UK report says resistance will cost global economy $100 trillion
The true cost of antimicrobial resistance (AMR) will be 300 million premature deaths and up to $100 trillion (£64 trillion) lost to the global economy by 2050. This scenario is set out in a new report which looks to a future where drug resistance is not tackled between now and 2050.
The report predicts that the world’s GDP would be 0.5% smaller by 2020 and 1.4% smaller by 2030 with over 100 million premature deaths. The Review on Antimicrobial Resistance, chaired by Jim O’Neill, is significant in that it is a global review that seeks to quantify financial costs.
This issue goes beyond health policy and, on a strictly macroeconomic basis, it makes sense for governments to act now, the report argues. ‘One of the things that has been lacking is putting some pound signs in front of this problem,’ says Michael Head at the Farr institute, University College London, UK, who sees hope in how a response to HIV came about. ‘The world was slow to respond [to HIV], but when the costs were calculated the world leapt into action.’
He recently totted up R&D for infectious diseases in the UK and found gross underinvestment in antibacterial research: £102 million compared to a total of £2.6 billion.1 Other research shows that less than 1% of available research funds in the UK and Europe were spent on antibiotic research in 2008–2013. 2
Bleak future
RAND Europe and KPMG both assessed the future impact of AMR. They looked at a subset of drug resistant pathogens and the public health issues surrounding them for Klebsiella pneumonia, Escherichia coli, Staphylococcus aureus, HIV, tuberculosis and malaria. The RAND Europe scenario modelled what would happen if antimicrobial drug resistance rates rose to 100% after 15 years, while infection rates held steady. The KPMG scenario looked at resistance rising to 40% from today’s levels and the number of infections doubling. Malaria resistance results in the greatest number of fatalities, while E. coli resistance accounts for almost half the total economic impact as it is so widespread and its incidence is so high.

§ §

# ACTIONS TO TAKE
a: Print the part of the article on the cost of antimicrobial resistance starting with "UK report says" and going on through "quantify financial costs.".
b: Summarize the article on the cost of antimicrobial resistance in two sentences.
The data that comes next has no connection to the article on the cost of antimicrobial resistance.

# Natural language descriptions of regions
§ §

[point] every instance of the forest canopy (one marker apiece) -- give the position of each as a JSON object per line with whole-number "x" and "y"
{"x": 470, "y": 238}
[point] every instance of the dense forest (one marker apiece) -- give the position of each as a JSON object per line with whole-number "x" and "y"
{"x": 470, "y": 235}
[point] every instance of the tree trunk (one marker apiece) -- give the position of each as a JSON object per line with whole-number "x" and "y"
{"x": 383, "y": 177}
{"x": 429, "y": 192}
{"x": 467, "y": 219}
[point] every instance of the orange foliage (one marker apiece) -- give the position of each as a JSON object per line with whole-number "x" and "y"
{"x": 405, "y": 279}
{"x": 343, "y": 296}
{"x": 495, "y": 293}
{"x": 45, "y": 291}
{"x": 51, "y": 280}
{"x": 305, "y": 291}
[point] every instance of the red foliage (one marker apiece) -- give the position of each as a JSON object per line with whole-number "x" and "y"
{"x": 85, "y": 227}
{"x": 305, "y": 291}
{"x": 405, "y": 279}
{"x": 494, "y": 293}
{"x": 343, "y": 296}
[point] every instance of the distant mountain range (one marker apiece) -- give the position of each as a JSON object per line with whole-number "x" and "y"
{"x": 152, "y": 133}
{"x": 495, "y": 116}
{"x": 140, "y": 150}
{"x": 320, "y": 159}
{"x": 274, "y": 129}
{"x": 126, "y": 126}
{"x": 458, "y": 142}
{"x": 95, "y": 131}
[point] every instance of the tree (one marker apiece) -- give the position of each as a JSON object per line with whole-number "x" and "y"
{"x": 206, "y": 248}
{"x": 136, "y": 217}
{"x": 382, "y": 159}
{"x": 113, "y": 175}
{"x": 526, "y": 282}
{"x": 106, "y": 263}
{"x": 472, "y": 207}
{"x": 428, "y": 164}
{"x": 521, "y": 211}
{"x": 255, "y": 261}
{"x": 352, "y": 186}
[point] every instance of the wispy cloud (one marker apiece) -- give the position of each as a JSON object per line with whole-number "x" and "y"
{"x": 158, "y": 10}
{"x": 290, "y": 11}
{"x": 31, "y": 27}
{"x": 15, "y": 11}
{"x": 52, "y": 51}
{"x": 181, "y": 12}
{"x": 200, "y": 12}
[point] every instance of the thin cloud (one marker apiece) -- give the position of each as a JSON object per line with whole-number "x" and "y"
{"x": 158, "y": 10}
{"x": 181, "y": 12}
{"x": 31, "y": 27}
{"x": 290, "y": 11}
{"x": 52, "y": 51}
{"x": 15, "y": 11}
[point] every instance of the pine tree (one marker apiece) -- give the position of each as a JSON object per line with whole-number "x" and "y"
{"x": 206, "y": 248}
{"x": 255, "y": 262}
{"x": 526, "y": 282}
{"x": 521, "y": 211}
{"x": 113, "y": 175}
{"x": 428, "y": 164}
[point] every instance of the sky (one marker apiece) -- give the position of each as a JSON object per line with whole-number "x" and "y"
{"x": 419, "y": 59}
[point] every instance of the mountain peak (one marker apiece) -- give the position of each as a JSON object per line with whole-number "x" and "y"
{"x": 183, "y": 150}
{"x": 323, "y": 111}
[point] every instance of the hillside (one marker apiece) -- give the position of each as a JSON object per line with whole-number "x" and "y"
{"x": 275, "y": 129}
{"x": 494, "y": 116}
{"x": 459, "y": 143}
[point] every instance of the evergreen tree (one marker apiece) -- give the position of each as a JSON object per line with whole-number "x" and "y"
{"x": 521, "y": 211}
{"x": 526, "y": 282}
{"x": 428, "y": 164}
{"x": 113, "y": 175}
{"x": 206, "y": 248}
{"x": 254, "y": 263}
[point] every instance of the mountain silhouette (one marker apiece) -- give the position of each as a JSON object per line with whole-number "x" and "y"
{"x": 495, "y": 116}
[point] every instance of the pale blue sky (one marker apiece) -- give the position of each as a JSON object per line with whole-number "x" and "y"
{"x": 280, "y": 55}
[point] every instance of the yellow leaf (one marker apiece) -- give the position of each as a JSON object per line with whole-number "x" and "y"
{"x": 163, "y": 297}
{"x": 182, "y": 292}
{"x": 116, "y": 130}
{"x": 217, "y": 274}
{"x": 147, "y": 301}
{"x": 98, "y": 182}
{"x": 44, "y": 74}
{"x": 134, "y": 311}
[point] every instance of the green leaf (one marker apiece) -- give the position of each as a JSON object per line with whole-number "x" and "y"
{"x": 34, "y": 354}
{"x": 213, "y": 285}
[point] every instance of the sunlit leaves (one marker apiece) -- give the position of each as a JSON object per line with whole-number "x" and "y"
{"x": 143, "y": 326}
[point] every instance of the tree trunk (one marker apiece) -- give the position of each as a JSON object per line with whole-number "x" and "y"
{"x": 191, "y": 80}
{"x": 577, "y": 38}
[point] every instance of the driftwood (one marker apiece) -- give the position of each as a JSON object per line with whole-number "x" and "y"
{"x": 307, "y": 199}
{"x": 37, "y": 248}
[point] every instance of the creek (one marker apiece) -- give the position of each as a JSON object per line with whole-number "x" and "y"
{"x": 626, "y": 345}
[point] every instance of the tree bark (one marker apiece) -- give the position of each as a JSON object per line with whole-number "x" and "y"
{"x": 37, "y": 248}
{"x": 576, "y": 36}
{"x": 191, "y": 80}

§ §

# SET OF ANSWERS
a:
UK report says resistance will cost global economy $100 trillion
The true cost of antimicrobial resistance (AMR) will be 300 million premature deaths and up to $100 trillion (£64 trillion) lost to the global economy by 2050. This scenario is set out in a new report which looks to a future where drug resistance is not tackled between now and 2050.
The report predicts that the world’s GDP would be 0.5% smaller by 2020 and 1.4% smaller by 2030 with over 100 million premature deaths. The Review on Antimicrobial Resistance, chaired by Jim O’Neill, is significant in that it is a global review that seeks to quantify financial costs.

b: A global review chaired by Jim O'Neill estimates that, if drug resistance is not tackled, antimicrobial resistance will cause 300 million premature deaths and cost the global economy up to $100 trillion by 2050, and it argues that governments have a macroeconomic case for acting now. Michael Head of University College London found gross underinvestment in UK antibacterial research, and modelling by RAND Europe and KPMG showed that malaria resistance causes the most deaths while E. coli resistance accounts for almost half the economic impact.